_PROBLEM DESCRIPTION:_
Substitute "Outline" for every "Mark" in the listing below, and leave everything else unchanged.

[Listing from a data source]
* * *

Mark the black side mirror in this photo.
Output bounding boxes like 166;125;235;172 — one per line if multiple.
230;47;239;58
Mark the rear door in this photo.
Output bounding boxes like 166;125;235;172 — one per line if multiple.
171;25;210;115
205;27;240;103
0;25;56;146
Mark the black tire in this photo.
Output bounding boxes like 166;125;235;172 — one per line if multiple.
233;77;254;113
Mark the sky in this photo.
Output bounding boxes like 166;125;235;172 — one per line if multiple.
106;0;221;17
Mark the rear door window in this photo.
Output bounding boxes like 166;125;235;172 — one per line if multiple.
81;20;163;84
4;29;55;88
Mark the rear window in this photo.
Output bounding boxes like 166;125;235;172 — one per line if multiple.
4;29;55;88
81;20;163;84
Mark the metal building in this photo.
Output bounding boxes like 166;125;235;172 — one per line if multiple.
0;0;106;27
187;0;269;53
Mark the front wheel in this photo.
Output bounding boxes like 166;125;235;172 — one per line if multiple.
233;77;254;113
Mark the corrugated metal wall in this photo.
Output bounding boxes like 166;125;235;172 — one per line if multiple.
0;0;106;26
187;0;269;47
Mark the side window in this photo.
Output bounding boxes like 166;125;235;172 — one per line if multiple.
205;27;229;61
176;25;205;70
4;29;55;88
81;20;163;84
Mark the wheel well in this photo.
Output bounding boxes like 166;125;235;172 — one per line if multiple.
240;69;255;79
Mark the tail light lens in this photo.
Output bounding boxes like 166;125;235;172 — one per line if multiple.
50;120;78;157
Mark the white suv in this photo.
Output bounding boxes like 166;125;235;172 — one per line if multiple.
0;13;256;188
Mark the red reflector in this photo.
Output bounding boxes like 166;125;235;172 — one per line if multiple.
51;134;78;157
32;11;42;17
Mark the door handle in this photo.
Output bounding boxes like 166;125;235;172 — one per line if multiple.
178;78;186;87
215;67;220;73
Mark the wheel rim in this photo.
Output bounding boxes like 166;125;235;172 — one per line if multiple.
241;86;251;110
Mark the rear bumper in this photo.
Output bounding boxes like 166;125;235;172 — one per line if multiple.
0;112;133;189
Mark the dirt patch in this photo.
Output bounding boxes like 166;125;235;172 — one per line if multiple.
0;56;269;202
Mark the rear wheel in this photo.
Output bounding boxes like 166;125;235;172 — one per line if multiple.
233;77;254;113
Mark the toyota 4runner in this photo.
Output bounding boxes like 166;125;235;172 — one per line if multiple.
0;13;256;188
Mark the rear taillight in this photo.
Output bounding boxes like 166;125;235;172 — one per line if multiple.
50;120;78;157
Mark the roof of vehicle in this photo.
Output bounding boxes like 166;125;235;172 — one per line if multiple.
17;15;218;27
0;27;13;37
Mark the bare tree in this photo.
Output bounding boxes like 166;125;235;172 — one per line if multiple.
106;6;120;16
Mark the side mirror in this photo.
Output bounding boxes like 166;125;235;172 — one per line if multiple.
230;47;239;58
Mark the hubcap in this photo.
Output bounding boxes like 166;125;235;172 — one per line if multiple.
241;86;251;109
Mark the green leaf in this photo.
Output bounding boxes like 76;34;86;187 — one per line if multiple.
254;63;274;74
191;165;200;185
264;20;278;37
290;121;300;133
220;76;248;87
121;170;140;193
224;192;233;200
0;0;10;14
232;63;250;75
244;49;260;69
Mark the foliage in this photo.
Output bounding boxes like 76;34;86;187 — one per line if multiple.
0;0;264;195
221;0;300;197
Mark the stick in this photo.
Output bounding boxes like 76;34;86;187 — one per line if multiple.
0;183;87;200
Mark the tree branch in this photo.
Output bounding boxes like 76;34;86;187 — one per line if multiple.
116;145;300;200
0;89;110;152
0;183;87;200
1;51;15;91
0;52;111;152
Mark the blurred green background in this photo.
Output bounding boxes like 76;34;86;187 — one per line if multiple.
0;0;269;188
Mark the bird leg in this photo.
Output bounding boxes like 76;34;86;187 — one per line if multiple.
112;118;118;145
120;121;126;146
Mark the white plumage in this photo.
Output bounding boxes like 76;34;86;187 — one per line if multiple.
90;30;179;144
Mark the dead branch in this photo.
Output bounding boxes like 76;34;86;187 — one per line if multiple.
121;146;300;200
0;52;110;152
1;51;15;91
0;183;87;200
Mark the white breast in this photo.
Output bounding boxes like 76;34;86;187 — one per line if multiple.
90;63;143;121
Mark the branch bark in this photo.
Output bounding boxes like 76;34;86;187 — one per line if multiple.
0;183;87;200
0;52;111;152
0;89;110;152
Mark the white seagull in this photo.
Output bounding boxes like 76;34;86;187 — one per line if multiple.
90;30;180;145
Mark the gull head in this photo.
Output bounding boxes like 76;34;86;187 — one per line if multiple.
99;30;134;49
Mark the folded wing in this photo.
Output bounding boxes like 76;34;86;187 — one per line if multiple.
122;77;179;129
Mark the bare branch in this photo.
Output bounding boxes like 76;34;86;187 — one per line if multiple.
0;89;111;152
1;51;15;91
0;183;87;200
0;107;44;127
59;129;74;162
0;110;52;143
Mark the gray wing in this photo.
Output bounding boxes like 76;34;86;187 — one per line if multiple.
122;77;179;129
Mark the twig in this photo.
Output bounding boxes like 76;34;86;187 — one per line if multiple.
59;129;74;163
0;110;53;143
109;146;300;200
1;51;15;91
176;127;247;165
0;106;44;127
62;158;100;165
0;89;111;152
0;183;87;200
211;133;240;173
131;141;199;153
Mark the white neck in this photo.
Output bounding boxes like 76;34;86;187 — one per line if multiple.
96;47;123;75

* * *

_RESPONSE:_
Outline the black side mirror in this photo.
Output bounding boxes like 166;125;235;172 — one per line if multiple.
230;47;239;58
Outline the rear door in this photo.
Output bounding boxes like 166;125;235;172 — one per line if multiple.
171;25;210;115
205;27;240;103
0;25;56;146
Outline the black tire in this photo.
Output bounding boxes like 166;125;235;172 — one per line if multiple.
233;77;254;113
Outline the sky in this photo.
Output bounding boxes like 166;125;235;172 — one per line if multiple.
106;0;221;17
Outline the rear door window in this photo.
Output bounding boxes like 166;125;235;172 — one per line if multiple.
81;20;163;84
4;29;55;88
Outline the rear window in this photo.
Output bounding boxes like 166;125;235;172 — one per line if multiple.
4;29;55;88
81;20;163;84
Outline the metal building in this photo.
Output bounding boxes like 166;125;235;172 — one per line if multiple.
0;0;106;27
187;0;269;53
Outline the front wheel in this photo.
Output bounding boxes like 166;125;235;172 — one per line if multiple.
233;77;254;113
Outline the corrugated metal wall in this photo.
Output bounding boxes like 166;125;235;172 — one per line if multiple.
0;0;106;26
187;0;269;47
Outline the side window in this photo.
Output bounding boxes like 166;125;235;172 — one per line if multiple.
205;27;229;61
176;25;205;70
4;29;55;88
81;20;163;84
Outline the wheel well in this photo.
Output bounding boxes like 166;125;235;172 — one per line if multiple.
240;69;255;79
Outline the tail light lens in this photo.
Output bounding boxes like 166;125;235;172 — one per line if multiple.
50;120;78;157
Outline the white suv in this photo.
Output bounding boxes like 166;125;235;172 — one per line if multiple.
0;13;256;188
Outline the red reflector in this photo.
Output bounding boxes like 166;125;235;172 — one per line if multiple.
51;134;78;157
32;11;42;17
Outline the door handle in this photo.
Output bounding boxes like 166;125;235;172 — one per line if multiple.
178;78;186;87
215;67;220;73
Outline the wheel rim in this photo.
Output bounding boxes like 166;125;235;172 — one per line if multiple.
241;86;251;110
Outline the rear bumper in this photo.
Output bounding boxes like 166;125;235;172 — one per line if multiple.
0;112;133;189
Outline the dirt patch in this photo.
Output bounding boxes like 166;125;235;172 — one per line if multiple.
0;56;269;202
Outline the rear wheel in this photo.
Output bounding boxes like 166;125;235;172 — one per line if multiple.
233;77;254;113
Outline the toyota 4runner in this photo.
Output bounding boxes like 166;125;235;172 — one per line if multiple.
0;13;256;188
Outline the rear taillight in this photo.
Output bounding boxes like 166;125;235;172 — one per line if multiple.
50;120;78;157
Outline the roof of vehicle in this photo.
Output bounding boxes like 166;125;235;172 — one per line if multiple.
17;15;218;27
0;27;13;37
Outline the bare tree in this photo.
Output bounding boxes like 166;125;235;172 — one per line if multiple.
106;6;120;16
Outline the side mirror in this photo.
Output bounding boxes like 166;125;235;172 — one per line if multiple.
230;47;239;58
Outline the hubcap in this photo.
Output bounding boxes like 166;125;235;172 — one per line if multiple.
241;86;251;109
Outline the green leaf in this photo.
Output bounding boxes like 76;34;86;187 — one per line if multiple.
254;63;274;74
191;165;200;185
264;20;278;37
290;121;300;133
220;76;248;87
121;170;140;193
224;192;233;200
0;0;10;14
232;63;250;75
244;49;260;69
Outline the foliage in this photo.
Output bounding boxes like 76;34;86;187 — one per line if multiple.
0;0;264;195
221;0;300;197
Outline the stick in this photo.
Output bounding boxes like 76;34;86;187 — one per line if multiple.
0;183;87;200
Outline the tree branch in this photo.
Output bounding boxes like 76;34;86;187 — one per line if multiple.
116;145;300;200
0;89;110;152
0;183;87;200
1;51;15;91
0;52;111;152
Outline the blurred green background in this photo.
Output bounding boxes like 76;34;86;187 — one per line if multiple.
0;0;269;188
Outline the bird leg in this photo.
Output bounding boxes like 76;34;86;187 — one per line if multiple.
112;118;118;145
120;121;126;146
Outline the white plumage in this photo.
Output bounding boxes like 76;34;86;187 — one per line if multiple.
90;30;179;144
Outline the dead branch in this photo.
Output bounding boxes like 76;34;86;187 — one per line if multiple.
121;146;300;200
0;52;110;152
1;51;15;91
0;183;87;200
Outline the white breast in this photo.
Output bounding boxes like 76;34;86;187 — one per line if multiple.
90;63;143;121
Outline the branch bark in this photo.
Output bounding boxes like 76;34;86;187 — one per line if multiple.
0;183;87;200
0;52;111;152
0;89;110;152
Outline the white seagull in this photo.
Output bounding boxes like 76;34;86;187 — one per line if multiple.
90;30;180;145
Outline the gull head in this photo.
Output bounding boxes like 76;34;86;187 — one per line if multiple.
99;30;134;49
Outline the folded wing in this photo.
Output bounding boxes like 76;34;86;187 — one per line if multiple.
122;77;179;129
Outline the bare branch in this photo.
Output bounding boxes like 76;34;86;187 — one per line if multiple.
0;89;111;152
1;51;15;91
0;183;87;200
0;107;44;127
59;129;74;162
0;110;52;143
Outline the gray wing in this photo.
Output bounding boxes like 76;34;86;187 — one per line if multiple.
122;77;179;129
Outline the twig in this photo.
Output bounding boxes like 76;34;86;187 — one per line if multiple.
59;129;74;163
0;110;53;143
109;146;300;200
1;51;15;91
176;127;247;165
0;106;44;127
62;158;100;165
0;89;111;152
0;183;87;200
211;133;240;173
131;141;199;153
Outline the white neck in this photo.
Output bounding boxes like 76;34;86;187 — one per line if multiple.
96;47;123;75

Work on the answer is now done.